── SOURCE RECORDS ──

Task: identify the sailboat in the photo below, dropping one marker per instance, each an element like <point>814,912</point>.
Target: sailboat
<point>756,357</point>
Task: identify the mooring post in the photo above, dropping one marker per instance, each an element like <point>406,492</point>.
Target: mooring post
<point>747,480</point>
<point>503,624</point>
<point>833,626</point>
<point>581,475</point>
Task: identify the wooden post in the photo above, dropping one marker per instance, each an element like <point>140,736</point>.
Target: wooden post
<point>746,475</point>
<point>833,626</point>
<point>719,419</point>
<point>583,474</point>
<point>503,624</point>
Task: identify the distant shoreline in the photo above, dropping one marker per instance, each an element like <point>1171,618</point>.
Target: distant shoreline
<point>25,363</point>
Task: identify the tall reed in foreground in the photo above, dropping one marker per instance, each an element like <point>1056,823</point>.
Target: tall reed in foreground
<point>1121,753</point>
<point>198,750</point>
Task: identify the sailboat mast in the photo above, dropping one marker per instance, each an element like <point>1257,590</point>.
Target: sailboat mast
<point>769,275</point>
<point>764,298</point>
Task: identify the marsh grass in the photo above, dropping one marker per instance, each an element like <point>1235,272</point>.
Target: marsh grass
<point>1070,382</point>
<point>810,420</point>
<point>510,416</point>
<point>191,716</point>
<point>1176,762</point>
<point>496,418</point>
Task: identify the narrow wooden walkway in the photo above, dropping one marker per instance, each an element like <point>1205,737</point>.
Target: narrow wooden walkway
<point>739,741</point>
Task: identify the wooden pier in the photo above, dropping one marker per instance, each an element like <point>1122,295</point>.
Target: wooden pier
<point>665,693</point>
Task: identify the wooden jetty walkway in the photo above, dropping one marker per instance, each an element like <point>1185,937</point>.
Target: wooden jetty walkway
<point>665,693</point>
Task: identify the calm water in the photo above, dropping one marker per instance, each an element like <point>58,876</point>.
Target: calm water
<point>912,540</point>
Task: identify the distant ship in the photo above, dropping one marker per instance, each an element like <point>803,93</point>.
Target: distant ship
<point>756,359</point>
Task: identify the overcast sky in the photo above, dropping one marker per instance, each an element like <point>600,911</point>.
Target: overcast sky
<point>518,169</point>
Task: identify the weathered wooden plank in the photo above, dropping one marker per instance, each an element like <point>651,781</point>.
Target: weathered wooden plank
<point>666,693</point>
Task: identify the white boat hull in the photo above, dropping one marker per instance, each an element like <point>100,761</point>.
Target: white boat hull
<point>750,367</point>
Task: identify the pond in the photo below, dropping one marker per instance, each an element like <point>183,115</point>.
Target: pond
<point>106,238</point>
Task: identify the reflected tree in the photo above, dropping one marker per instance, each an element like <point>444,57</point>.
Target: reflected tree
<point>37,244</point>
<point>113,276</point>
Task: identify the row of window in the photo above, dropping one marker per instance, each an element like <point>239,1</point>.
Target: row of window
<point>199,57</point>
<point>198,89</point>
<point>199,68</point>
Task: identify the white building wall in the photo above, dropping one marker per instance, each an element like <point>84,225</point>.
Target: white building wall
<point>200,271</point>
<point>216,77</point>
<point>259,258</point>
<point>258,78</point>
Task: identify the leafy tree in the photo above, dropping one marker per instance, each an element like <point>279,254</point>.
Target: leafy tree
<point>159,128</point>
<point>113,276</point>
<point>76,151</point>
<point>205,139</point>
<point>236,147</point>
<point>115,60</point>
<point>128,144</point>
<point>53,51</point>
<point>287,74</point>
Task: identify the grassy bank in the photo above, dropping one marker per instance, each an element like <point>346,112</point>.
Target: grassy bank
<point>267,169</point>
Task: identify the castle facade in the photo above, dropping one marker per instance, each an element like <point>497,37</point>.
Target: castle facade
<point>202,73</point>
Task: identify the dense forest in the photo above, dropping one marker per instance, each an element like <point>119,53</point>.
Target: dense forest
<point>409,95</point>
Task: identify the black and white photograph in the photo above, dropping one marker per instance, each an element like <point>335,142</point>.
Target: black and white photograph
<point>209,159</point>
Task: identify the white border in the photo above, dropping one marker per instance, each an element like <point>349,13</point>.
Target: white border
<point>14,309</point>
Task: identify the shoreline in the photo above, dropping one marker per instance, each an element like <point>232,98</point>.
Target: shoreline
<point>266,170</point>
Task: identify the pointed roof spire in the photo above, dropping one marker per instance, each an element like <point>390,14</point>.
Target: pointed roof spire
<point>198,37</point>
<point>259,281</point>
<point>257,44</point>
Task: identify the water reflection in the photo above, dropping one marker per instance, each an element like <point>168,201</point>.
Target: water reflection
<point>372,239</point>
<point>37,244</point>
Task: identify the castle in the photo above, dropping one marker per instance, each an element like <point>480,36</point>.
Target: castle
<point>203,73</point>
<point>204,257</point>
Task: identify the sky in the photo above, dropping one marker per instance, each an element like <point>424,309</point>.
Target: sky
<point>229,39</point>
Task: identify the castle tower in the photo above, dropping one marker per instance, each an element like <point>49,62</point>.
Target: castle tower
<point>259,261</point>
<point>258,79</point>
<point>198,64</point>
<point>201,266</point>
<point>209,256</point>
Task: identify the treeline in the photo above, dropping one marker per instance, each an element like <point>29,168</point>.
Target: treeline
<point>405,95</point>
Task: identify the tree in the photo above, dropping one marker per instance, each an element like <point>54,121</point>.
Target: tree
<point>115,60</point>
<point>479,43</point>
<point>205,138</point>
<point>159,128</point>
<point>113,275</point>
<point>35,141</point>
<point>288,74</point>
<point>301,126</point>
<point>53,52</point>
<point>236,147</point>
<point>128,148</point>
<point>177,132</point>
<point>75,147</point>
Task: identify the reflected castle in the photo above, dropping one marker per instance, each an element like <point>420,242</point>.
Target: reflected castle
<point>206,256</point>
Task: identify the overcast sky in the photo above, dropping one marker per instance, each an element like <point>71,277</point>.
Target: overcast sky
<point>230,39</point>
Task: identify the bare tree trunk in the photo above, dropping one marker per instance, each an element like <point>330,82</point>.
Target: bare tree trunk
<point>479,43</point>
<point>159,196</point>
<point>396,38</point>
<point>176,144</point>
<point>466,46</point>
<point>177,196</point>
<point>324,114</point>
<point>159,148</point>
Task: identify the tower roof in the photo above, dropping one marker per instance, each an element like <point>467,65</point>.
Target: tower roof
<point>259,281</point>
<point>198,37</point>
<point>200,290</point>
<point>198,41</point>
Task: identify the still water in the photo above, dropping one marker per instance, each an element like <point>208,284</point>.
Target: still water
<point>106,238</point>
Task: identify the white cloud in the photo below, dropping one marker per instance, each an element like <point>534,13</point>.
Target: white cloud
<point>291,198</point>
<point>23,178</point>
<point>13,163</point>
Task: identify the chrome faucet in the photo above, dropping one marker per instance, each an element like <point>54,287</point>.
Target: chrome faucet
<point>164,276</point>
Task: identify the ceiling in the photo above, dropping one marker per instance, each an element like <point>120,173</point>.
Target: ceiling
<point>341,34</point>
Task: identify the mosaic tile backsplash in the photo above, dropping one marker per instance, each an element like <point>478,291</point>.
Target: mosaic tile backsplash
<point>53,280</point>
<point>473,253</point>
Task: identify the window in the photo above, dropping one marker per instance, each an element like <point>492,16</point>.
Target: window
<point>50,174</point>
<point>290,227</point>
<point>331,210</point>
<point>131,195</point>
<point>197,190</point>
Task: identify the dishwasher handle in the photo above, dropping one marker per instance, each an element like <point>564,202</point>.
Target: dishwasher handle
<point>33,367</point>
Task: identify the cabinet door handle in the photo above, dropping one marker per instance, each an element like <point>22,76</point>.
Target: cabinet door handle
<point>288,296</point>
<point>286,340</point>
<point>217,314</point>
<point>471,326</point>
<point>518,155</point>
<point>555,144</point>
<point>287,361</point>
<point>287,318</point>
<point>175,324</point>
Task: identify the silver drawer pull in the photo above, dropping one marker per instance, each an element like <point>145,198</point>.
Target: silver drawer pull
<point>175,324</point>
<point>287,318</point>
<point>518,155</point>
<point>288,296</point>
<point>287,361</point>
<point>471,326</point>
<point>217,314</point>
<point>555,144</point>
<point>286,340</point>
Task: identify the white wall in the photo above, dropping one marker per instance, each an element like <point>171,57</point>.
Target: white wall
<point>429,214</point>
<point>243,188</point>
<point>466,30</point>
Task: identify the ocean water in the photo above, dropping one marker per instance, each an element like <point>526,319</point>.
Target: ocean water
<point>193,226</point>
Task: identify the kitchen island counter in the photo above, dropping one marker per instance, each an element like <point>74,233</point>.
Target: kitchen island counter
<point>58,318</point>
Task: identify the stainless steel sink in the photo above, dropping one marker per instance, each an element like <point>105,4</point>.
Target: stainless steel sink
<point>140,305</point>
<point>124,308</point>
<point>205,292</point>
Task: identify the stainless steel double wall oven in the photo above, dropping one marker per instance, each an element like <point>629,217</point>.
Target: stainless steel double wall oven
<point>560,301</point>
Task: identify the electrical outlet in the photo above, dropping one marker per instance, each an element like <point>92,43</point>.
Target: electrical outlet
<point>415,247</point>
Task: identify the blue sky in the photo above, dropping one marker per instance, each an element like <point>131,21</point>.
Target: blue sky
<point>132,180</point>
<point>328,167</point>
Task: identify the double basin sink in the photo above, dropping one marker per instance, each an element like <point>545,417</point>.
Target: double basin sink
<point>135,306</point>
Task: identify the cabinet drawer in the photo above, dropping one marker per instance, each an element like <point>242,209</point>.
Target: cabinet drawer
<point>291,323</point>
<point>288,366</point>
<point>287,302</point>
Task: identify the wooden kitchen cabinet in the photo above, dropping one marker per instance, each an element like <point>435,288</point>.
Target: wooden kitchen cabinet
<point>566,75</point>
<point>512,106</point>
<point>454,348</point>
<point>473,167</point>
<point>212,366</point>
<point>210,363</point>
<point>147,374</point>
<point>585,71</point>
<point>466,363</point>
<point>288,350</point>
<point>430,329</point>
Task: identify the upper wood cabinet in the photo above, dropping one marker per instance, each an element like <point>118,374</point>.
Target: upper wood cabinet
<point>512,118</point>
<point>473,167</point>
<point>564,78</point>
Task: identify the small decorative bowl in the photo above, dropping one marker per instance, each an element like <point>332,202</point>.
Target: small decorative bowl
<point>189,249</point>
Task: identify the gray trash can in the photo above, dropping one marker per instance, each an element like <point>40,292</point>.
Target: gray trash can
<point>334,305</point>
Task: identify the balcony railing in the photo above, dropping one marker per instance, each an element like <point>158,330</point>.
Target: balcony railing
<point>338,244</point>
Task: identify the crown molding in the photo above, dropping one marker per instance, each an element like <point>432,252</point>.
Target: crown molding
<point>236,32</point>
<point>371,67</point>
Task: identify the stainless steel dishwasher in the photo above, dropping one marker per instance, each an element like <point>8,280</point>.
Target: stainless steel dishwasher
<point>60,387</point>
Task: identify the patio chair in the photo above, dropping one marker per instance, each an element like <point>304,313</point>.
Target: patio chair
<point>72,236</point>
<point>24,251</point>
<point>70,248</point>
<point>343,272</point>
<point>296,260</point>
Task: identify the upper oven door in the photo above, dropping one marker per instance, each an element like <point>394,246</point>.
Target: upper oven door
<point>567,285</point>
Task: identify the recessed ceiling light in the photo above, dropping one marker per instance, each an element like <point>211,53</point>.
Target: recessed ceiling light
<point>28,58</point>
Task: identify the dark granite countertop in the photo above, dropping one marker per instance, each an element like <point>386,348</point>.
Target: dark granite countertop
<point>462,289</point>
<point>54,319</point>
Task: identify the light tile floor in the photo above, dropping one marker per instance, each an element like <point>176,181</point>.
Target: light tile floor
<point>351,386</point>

───

Copy the records from the line containing "Task: identify the blue" through the line containing "<point>135,306</point>", both included and requests and all, but offset each coordinate in the answer points by adding 31. Leave the sample points inside the requests unchanged.

Task: identify the blue sky in the photo above, dropping one marker per instance, each an element like <point>131,21</point>.
Target: blue sky
<point>163,211</point>
<point>359,198</point>
Task: identify the double basin sink in the photo above, dropping one marker per instance, each an element like <point>545,417</point>.
Target: double basin sink
<point>166,337</point>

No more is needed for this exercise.